▶ _Brano di lettura_
================================

Il film è in distribuzione in alcune sale del Nord Italia, ma è possibile organizzare ovunque si voglia proiezioni per scuole e associazioni.
Tutti i dettagli sono sul sito www.obiettivocinema.com.
Ogni 90 secondi
Restando nell’ambito delle emergenze che ci riguardano tutti direttamente, va segnalato che il 31 marzo, giorno della fine ufficiale dello stato d’emergenza sanitaria in Italia, alle ore 23,30 su Rai1 è andato in onda Ogni 90 secondi. Storie di pronto soccorso tra emergenza e urgenza, un film documentario prodotto dalla Simeu, Società italiana medicina d’emergenza urgenza, firmato dal regista televisivo Davide Demichelis.
Il lavoro è un tributo a quei luoghi – sono 650 i pronto soccorso attivi in Italia -, che nel marzo del 2020 sono stati travolti dalla pandemia.
Uscendo dalla retorica dell’eroismo, Davide Demichelis viaggia da Nord a Sud alla scoperta della prima frontiera della sanità italiana e di chi, con dedizione e una professionalità altissima, permette che i pronto soccorso funzionino al meglio delle loro possibilità.

================================

▶ _Dati mostrati_
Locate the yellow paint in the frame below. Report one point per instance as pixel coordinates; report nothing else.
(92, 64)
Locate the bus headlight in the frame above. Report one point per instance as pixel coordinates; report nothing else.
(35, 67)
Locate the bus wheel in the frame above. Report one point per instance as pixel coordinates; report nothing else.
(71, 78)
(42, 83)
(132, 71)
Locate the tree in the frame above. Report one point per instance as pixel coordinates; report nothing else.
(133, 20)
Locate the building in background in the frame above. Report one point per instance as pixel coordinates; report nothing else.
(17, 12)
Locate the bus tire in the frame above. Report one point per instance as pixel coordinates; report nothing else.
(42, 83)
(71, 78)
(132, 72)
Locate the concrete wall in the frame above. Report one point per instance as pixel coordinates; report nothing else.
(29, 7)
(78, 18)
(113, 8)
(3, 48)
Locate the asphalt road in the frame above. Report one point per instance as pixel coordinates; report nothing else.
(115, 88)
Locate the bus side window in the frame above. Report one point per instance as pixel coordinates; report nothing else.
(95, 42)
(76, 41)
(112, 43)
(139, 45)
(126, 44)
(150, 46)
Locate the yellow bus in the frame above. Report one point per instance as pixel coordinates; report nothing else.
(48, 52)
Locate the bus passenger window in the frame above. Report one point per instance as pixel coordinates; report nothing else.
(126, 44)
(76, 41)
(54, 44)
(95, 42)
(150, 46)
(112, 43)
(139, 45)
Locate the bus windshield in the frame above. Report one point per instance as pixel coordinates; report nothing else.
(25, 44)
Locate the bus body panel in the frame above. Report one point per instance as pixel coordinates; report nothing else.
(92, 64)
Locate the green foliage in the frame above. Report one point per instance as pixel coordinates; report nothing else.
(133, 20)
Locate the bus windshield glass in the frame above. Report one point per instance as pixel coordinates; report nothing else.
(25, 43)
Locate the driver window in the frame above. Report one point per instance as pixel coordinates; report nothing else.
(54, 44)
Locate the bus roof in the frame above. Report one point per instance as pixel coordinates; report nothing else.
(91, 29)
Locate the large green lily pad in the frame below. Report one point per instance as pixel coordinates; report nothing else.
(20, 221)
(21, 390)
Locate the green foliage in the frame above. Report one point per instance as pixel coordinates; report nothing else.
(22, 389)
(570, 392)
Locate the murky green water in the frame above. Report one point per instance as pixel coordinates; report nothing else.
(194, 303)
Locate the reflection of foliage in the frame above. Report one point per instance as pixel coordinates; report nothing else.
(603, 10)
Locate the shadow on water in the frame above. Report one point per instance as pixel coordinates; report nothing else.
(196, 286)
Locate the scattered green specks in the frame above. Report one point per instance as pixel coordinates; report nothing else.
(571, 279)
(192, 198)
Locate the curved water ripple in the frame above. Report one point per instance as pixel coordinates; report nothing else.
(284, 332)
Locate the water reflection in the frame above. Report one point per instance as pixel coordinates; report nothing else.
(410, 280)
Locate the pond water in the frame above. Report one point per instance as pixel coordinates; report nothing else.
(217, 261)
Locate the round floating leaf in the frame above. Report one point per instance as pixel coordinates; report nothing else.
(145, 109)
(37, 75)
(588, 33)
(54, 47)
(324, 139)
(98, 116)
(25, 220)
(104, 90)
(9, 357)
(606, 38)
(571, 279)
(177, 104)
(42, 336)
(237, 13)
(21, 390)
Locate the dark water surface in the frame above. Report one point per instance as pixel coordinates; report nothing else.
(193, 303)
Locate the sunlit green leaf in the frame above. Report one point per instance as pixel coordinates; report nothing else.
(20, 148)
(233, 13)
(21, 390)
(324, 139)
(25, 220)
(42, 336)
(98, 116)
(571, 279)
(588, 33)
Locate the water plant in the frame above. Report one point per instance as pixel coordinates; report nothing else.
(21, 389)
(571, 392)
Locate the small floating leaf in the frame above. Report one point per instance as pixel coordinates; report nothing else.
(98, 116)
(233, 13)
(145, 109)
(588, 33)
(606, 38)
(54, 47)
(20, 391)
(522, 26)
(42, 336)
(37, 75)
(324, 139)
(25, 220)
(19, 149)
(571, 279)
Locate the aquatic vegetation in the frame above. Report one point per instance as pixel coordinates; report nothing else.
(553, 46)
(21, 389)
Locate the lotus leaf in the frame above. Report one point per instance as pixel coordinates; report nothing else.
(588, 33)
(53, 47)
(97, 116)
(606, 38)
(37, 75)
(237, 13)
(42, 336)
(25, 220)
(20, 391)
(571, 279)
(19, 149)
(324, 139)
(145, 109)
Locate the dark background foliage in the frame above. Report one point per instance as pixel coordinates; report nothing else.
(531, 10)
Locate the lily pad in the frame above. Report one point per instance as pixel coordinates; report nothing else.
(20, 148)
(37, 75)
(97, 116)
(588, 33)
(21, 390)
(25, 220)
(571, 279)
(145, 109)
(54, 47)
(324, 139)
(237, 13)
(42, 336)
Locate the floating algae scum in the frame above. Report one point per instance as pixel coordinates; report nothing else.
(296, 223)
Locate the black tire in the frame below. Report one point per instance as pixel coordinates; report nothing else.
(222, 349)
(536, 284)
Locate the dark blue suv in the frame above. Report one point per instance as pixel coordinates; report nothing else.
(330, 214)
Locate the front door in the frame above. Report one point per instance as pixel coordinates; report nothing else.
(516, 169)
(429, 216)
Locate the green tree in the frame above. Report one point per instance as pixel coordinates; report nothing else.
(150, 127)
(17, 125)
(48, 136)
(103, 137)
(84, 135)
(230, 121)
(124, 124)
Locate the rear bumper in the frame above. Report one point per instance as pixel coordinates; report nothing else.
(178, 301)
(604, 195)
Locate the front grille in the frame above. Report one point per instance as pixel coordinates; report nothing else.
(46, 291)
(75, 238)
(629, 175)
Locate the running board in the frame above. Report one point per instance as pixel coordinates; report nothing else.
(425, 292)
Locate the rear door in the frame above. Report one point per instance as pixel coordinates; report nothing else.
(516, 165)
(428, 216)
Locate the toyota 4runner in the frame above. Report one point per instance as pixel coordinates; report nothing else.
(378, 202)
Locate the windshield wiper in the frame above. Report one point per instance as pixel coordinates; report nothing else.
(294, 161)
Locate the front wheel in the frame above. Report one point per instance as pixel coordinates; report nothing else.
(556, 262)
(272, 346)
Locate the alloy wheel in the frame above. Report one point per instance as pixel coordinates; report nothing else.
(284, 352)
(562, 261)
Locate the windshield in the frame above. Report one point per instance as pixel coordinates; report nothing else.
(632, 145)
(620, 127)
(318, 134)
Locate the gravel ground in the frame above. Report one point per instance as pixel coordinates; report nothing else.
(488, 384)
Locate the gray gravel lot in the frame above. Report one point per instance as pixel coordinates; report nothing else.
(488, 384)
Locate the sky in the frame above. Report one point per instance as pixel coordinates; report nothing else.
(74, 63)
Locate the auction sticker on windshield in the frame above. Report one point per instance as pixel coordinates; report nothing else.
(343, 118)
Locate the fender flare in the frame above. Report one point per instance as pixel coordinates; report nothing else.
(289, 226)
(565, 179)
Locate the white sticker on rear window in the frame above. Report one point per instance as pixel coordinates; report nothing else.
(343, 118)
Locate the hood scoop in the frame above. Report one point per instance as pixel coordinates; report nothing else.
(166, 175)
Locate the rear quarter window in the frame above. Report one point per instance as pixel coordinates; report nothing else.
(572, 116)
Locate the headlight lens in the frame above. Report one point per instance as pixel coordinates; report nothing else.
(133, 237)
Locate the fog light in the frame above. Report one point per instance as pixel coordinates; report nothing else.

================================

▶ _Esercizi_
1. Traduci in inglese la seguente frase del brano di lettura: "Il film è in distribuzione in alcune sale del Nord Italia, ma è possibile organizzare ovunque si voglia proiezioni per scuole e associazioni."
2. Riscrivi il tratto del brano di lettura che va da "Il film è in" fino a "televisivo Davide Demichelis.", sostituendo "Rai1" con "Rai3".
3. Indica se ciascuna delle seguenti affermazioni concorda con il brano di lettura, rispondendo sì o no e citando le parole del brano che lo stabiliscono.
(a) Il documentario è andato in onda su Rai1 alle 23,30.
(b) In Italia sono attivi 560 pronto soccorso.
(c) Il documentario è stato prodotto dalla Simeu.

▶ _Soluzioni_
1. The film is being distributed in some theaters in Northern Italy, but screenings for schools and associations can be organized wherever one wishes.

2.
Il film è in distribuzione in alcune sale del Nord Italia, ma è possibile organizzare ovunque si voglia proiezioni per scuole e associazioni.
Tutti i dettagli sono sul sito www.obiettivocinema.com.
Ogni 90 secondi
Restando nell’ambito delle emergenze che ci riguardano tutti direttamente, va segnalato che il 31 marzo, giorno della fine ufficiale dello stato d’emergenza sanitaria in Italia, alle ore 23,30 su Rai3 è andato in onda Ogni 90 secondi. Storie di pronto soccorso tra emergenza e urgenza, un film documentario prodotto dalla Simeu, Società italiana medicina d’emergenza urgenza, firmato dal regista televisivo Davide Demichelis.

3.
(a) Sì: "alle ore 23,30 su Rai1 è andato in onda Ogni 90 secondi".
(b) No: "sono 650 i pronto soccorso attivi in Italia".
(c) Sì: "un film documentario prodotto dalla Simeu".